━━ DATA RECORDS

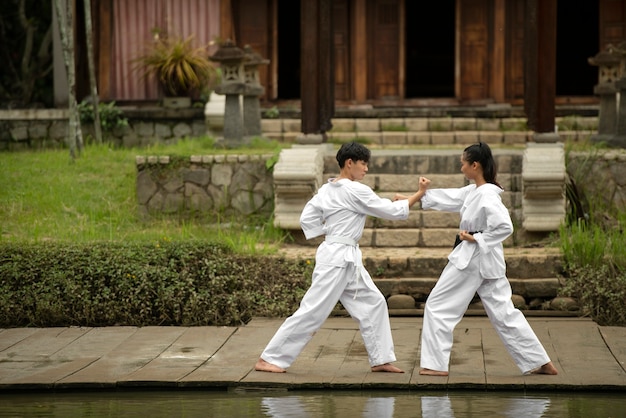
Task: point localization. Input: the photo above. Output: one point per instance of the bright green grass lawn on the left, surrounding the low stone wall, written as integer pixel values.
(45, 195)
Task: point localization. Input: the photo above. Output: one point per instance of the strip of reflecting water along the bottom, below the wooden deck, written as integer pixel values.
(313, 404)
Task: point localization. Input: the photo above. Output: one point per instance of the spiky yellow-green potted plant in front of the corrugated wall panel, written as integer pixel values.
(181, 69)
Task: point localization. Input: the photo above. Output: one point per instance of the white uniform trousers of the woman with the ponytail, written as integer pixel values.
(449, 300)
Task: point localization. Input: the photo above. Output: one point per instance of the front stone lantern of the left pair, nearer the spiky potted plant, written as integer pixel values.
(231, 59)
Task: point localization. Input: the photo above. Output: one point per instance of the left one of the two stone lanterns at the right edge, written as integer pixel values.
(608, 63)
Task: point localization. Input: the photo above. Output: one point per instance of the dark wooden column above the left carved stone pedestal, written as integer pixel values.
(317, 81)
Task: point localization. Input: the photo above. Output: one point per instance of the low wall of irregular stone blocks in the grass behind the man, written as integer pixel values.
(205, 185)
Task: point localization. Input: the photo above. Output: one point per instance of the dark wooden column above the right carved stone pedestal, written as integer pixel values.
(540, 64)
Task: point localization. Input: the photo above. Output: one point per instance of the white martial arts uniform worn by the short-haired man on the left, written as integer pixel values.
(339, 210)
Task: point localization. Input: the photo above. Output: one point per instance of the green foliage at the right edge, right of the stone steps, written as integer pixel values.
(593, 242)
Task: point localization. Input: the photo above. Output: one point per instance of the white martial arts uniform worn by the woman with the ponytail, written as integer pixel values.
(476, 267)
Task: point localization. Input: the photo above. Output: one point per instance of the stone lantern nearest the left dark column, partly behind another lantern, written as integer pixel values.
(253, 90)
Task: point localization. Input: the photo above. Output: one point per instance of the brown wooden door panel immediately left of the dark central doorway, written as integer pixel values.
(383, 39)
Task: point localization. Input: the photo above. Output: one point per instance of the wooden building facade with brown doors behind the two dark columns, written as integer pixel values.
(384, 52)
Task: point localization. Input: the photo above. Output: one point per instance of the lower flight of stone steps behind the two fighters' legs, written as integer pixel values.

━━━━

TASK DIRECTIONS. Return all of the entries exactly as written, but drop any pictures they hold.

ANSWER TO THIS EXERCISE.
Task: point localization. Input: the photo above. Output: one point per instance of the bright green grass lawn on the left, surrounding the low stone wall, written as integer pixel values.
(45, 195)
Task: point localization. Input: the photo above. Output: one point per instance of the strip of reflecting water along the bottom, below the wooden deck, written as integer pixel values.
(313, 404)
Task: point localization. Input: the photo above. Output: one point per instance of the spiky yellow-green potted plant in front of the corrugated wall panel, written as integer pixel values.
(181, 69)
Task: point localization. Input: the photo above. Output: one point per instance of the white uniform trousers of the woman with the ponytail, written as integer pixel values.
(449, 300)
Task: point localization. Input: the photo above. Output: one point per instance of the front stone lantern of the left pair, nearer the spiky potted plant, written as integer pixel values.
(231, 59)
Task: point localization. Input: the photo above. Output: one point per instance of the left one of the two stone lanterns at the right edge, written as integer pixel values.
(608, 63)
Task: point localization. Input: the photo above. Output: one point per instance of the dark wooden column above the left carved stone pedestal, written as integer pixel values.
(317, 81)
Task: point localization. Input: the photo above. Output: one point per instance of the low wall of irregular stone blocks in the grass behind the man, written as integer pixel values.
(205, 185)
Task: point localization. Input: the photo above. Output: one point per instance of the dark wooden column above the right carved stone pedestal, written as integer pixel values.
(540, 64)
Task: point localization. Input: the photo above. Output: one point per instance of the white martial arts uniform worn by the short-haired man on the left, written as integer pixel values.
(339, 210)
Task: point localization. Input: the photo above. Output: one point per instance of the green foliage at the right edge, right of the stone steps, written as integer pixel values.
(593, 242)
Task: point localization. Input: the photo above. Output: one point per instance of the white martial arts uniform worn by the woman with the ponytail, written as integer pixel values.
(476, 267)
Task: point localization. Input: the photo above. Output: one point per instance of the stone lantern nearest the left dark column, partly behind another lantern, written as integer pixel values.
(253, 90)
Task: point localization. Input: the photo above. Output: one point per instance of the brown wooden door panel immediately left of the dark central doorway, written as integer pixel values.
(383, 39)
Task: point localization. Input: the photo above. Output: one point per instance of the wooden building facade with brown doors behind the two dark columns, written as integer pixel values.
(384, 52)
Task: point localization. Input: the photo above. Output: one point per instance of the lower flight of stone steps behind the two fighters' legs, written as integer pixel values.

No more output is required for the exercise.